■ EXERCÍCIO CURTO A ■
Responda com base no texto sobre a globalização:
(i) Que data aparece logo abaixo do título?
(ii) Com o que o texto compara a globalização?
(iii) Segundo o texto, o que falta aos brasileiros superarem?
■ EXERCÍCIO CURTO B ■
Extraia dos registros, sem alterar nada, as linhas que vão da linha que contém "Category: raised beer mug" até o fim dos registros, incluindo ambas as pontas.

■ TRECHO DO TEXTO ■
※
QUE PETULÂNCIA!
02 de Setembro de 2002
A globalização é uma cirurgia estética
para reparar culturas cuja beleza artística encerra uma representação
sensível da verdade de seu espírito, por que não dizer divino, num
contexto harmonioso de traços e de cores. O implacável bisturi opera
culturas dignas a caminho de passar a limpo costumes e padrões com a
qual fomos colonizados. Mesmo sem o saber, tentamos encontrar o fio da
meada de uma nova vida que ainda não se inventou, a apologia de uma
sociedade que faça esquecer essa e descobrir outra, de maneira a não
permitir nos bastarmos e dormir de touca.
O que falta aos brasileiros superarem é o
sentimento de inferioridade e passividade diante de situações em que não
cabe o silêncio. Não é necessário exagerar como os italianos que brigam
por qualquer motivo, mas o Brasil não dá valor a si como indivíduo e ao
país. Um pentacampeonato mundial de futebol não vale nem de remendo,
apenas um afago na cabeça, diante dos empréstimos-tampão do FMI
necessários à estabilização na manutenção do gigante adormecido.
※
■ Registros do conjunto de anotações de pontos ■
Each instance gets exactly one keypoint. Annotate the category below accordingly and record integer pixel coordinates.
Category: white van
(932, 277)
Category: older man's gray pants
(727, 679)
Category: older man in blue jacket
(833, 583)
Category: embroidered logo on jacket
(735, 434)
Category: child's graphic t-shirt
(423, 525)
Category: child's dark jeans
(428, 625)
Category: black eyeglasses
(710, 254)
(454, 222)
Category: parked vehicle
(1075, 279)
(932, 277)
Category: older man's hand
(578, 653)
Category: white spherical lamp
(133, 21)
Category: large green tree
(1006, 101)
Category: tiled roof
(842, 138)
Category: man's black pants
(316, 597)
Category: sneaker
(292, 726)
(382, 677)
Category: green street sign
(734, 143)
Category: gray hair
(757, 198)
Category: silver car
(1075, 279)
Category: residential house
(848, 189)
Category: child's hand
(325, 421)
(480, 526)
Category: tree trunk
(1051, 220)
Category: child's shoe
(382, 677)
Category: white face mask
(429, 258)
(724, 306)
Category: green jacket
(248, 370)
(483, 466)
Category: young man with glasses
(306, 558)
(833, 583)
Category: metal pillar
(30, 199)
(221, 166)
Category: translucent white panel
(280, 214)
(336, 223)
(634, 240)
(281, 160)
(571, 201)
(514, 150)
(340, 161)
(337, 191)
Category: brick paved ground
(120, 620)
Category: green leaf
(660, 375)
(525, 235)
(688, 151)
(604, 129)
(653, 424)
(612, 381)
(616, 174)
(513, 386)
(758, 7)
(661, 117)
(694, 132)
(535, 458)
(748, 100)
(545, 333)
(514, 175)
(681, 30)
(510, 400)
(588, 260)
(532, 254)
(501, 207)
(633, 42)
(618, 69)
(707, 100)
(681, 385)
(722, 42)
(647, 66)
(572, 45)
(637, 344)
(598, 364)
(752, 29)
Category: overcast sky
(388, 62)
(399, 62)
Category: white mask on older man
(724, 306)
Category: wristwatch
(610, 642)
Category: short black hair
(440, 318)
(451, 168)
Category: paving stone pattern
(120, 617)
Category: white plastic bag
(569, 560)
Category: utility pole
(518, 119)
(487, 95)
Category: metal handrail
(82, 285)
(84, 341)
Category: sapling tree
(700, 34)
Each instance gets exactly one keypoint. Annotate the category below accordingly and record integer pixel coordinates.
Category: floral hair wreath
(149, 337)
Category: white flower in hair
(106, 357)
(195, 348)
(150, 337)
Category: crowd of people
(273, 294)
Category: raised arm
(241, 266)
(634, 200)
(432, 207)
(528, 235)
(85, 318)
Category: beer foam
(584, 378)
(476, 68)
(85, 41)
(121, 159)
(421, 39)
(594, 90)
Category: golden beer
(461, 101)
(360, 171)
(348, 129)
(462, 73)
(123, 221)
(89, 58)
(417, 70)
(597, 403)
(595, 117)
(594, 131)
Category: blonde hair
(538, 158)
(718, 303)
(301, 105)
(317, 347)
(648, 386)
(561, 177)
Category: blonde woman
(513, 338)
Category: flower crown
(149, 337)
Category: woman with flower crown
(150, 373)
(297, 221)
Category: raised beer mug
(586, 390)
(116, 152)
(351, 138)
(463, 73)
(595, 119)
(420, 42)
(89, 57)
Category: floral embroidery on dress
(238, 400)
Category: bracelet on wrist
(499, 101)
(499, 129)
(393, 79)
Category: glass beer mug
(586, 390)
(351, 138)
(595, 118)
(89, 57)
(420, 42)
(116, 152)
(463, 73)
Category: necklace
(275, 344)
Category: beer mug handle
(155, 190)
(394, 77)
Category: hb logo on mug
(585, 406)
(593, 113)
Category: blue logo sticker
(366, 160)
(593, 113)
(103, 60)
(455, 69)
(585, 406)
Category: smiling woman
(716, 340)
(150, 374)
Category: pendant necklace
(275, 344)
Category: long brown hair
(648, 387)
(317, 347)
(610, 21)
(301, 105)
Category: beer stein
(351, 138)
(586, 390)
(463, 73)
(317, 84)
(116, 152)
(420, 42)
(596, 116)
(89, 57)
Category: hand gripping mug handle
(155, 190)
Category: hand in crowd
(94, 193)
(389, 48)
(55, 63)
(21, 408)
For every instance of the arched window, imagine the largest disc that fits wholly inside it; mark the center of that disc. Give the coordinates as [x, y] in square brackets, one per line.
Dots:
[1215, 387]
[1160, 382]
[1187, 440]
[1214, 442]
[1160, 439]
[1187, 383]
※
■ RESPOSTA DA TAREFA A ■
(i) 02 de Setembro de 2002.
(ii) Com uma cirurgia estética.
(iii) O sentimento de inferioridade e passividade diante de situações em que não cabe o silêncio.

■ RESPOSTA DA TAREFA B ■
Category: raised beer mug
(586, 390)
(116, 152)
(351, 138)
(463, 73)
(595, 119)
(420, 42)
(89, 57)
Category: floral embroidery on dress
(238, 400)
Category: bracelet on wrist
(499, 101)
(499, 129)
(393, 79)
Category: glass beer mug
(586, 390)
(351, 138)
(595, 118)
(89, 57)
(420, 42)
(116, 152)
(463, 73)
Category: necklace
(275, 344)
Category: beer mug handle
(155, 190)
(394, 77)
Category: hb logo on mug
(585, 406)
(593, 113)
Category: blue logo sticker
(366, 160)
(593, 113)
(103, 60)
(455, 69)
(585, 406)
Category: smiling woman
(716, 340)
(150, 374)
Category: pendant necklace
(275, 344)
Category: long brown hair
(648, 387)
(317, 347)
(610, 21)
(301, 105)
Category: beer stein
(351, 138)
(586, 390)
(463, 73)
(317, 84)
(116, 152)
(420, 42)
(596, 116)
(89, 57)
Category: hand gripping mug handle
(155, 190)
Category: hand in crowd
(94, 193)
(389, 48)
(55, 63)
(21, 408)
For every instance of the arched window, imagine the largest disc that fits wholly inside it; mark the center of that disc. Give the coordinates as [x, y] in square brackets, one per line.
Dots:
[1215, 387]
[1160, 382]
[1187, 440]
[1214, 442]
[1160, 439]
[1187, 383]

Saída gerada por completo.